*** Opening of Excerpt to read ***

A B2B SaaS company selling annual contracts authorizes the card when the buyer signs the order form, then captures only after their implementation team confirms the customer's environment is provisioned and the contract start date has arrived.

A managed services agency authorizes a deposit when a new client signs a statement of work, then captures it after the kickoff call is held. If the client cancels before kickoff, the authorization is voided and the client never sees a charge on their statement.

Frequently Asked Questions

What is authorize and capture and why does it matter?

It's a two-step card payment flow: first you authorize the card to confirm funds and place a hold, then you separately capture those funds when you're ready to actually collect. It matters because it lets you align the moment of billing with the moment of value delivery, which reduces refunds, chargebacks, and revenue recognition headaches.

How is authorize and capture different from auth and sale?

Auth and sale (sometimes just called 'sale' or 'purchase') combines authorization and capture into a single transaction — the money moves immediately. Authorize and capture splits those into two API calls or events, with a gap in between. Use sale for instant-delivery goods, and auth/capture when there's any delay between commitment and fulfillment.

When should I use authorize and capture?

Use it whenever there's a meaningful gap between checkout and value delivery: physical product fulfillment, scheduled services, contract start dates, fraud or compliance review, or any case where the final amount might shift. It's also the right pattern when you want a fraud team or ops review to gate the actual money movement.

What metrics measure authorize and capture performance?

Track authorization approval rate, capture rate (captures divided by authorizations), authorization-to-capture latency, void rate (auths you cancel before capturing), and expired-authorization rate. Watch capture failure rate too — auths that succeed but fail at capture often signal stale cards, expired holds, or amount mismatches.

What's the typical cost of authorize and capture?

Most processors charge interchange and assessment fees only on the capture, not the authorization itself, though some bill a small per-authorization fee (often a few cents). Expect standard card-present or card-not-present interchange rates of roughly 2.0%–3.5% plus a fixed per-transaction fee on the captured amount. Voided authorizations typically incur no interchange.

What tools handle authorize and capture?

Payment gateways, payment service providers, and modern subscription billing platforms all support the two-step flow. Look for a billing engine that exposes capture as a deliberate event tied to fulfillment, order status, or contract milestones — not one that auto-captures everything at checkout by default.

How do I implement authorize and capture for a small team?

Pick a billing platform that supports delayed capture natively, then map your fulfillment milestones to capture triggers — order shipped, service delivered, contract activated. Set a default authorization window (most cards hold 7 days) and build a small operational checklist or automation to capture, void, or re-authorize before the hold expires.

What's the biggest mistake teams make with authorize and capture?

Letting authorizations expire silently. Card networks release holds after a set window (commonly 7 days for most card types, shorter for some), and once that happens you have no funds reserved — you have to ask the customer to pay again. Always monitor your auth aging and either capture or void before the window closes.

How long does an authorization hold last?

It depends on the card network and merchant category, but most card-not-present authorizations hold for 7 days, while some travel and hospitality codes extend to 30. After that the hold drops off the customer's available balance automatically, even if your processor still shows it as 'open' on your side.

Can I capture less than the authorized amount?

Yes, partial capture is supported by most processors and is common in retail and B2B. If you authorize $500 but only ship $420 worth of goods, you capture $420 and the remaining $80 hold drops off. Capturing more than the authorized amount, however, is usually not allowed and requires a new authorization.

*** Close of Excerpt to read ***

→ Work instructions
In the authorize-and-capture excerpt, how long do most card-not-present authorization holds last? The listing comes from a source separate from the authorize-and-capture excerpt.

*** Opening of Provided records ***

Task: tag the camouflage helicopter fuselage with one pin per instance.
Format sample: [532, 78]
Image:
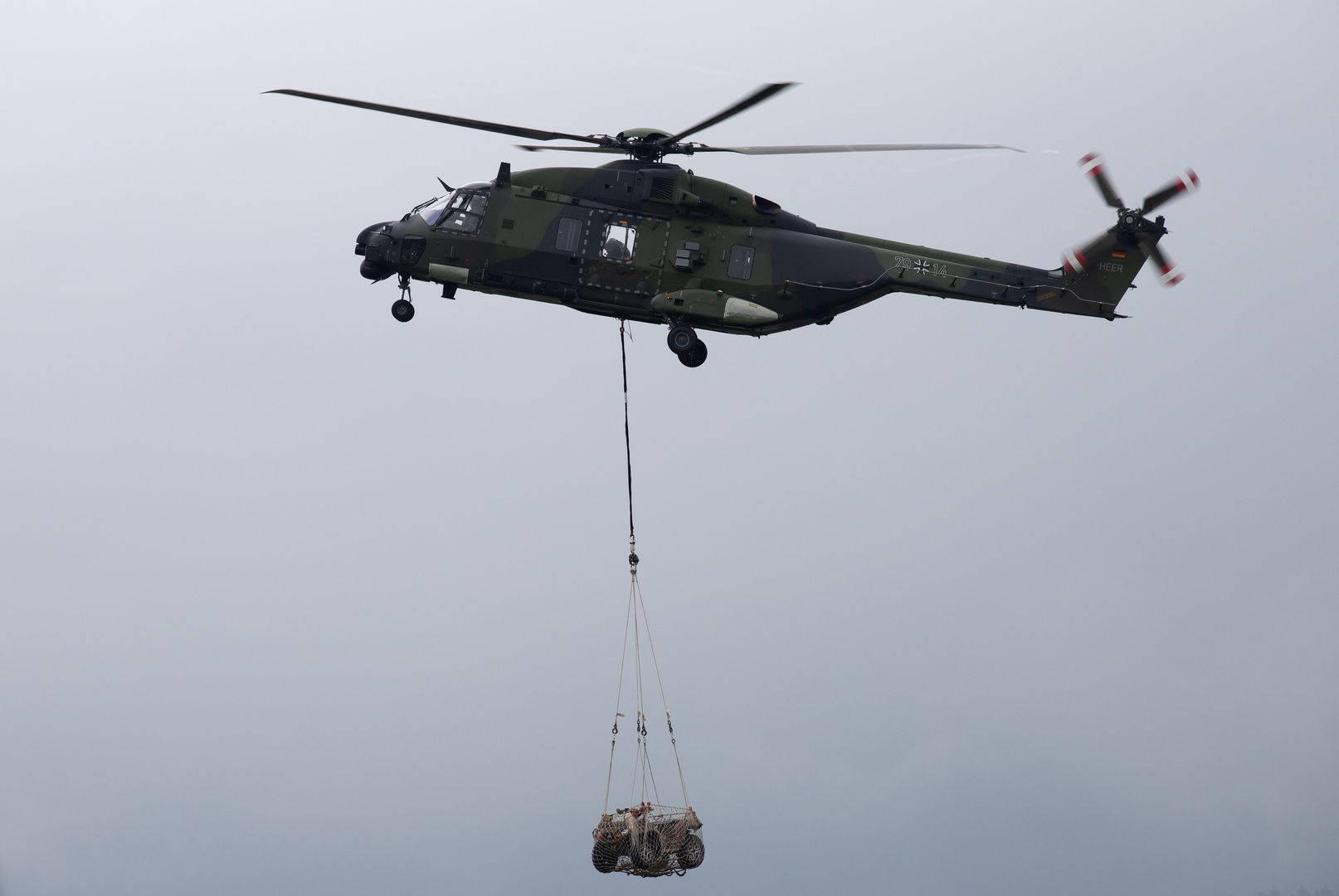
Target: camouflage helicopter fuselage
[655, 243]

*** Close of Provided records ***

→ Answer area
Most card-not-present authorizations hold for 7 days.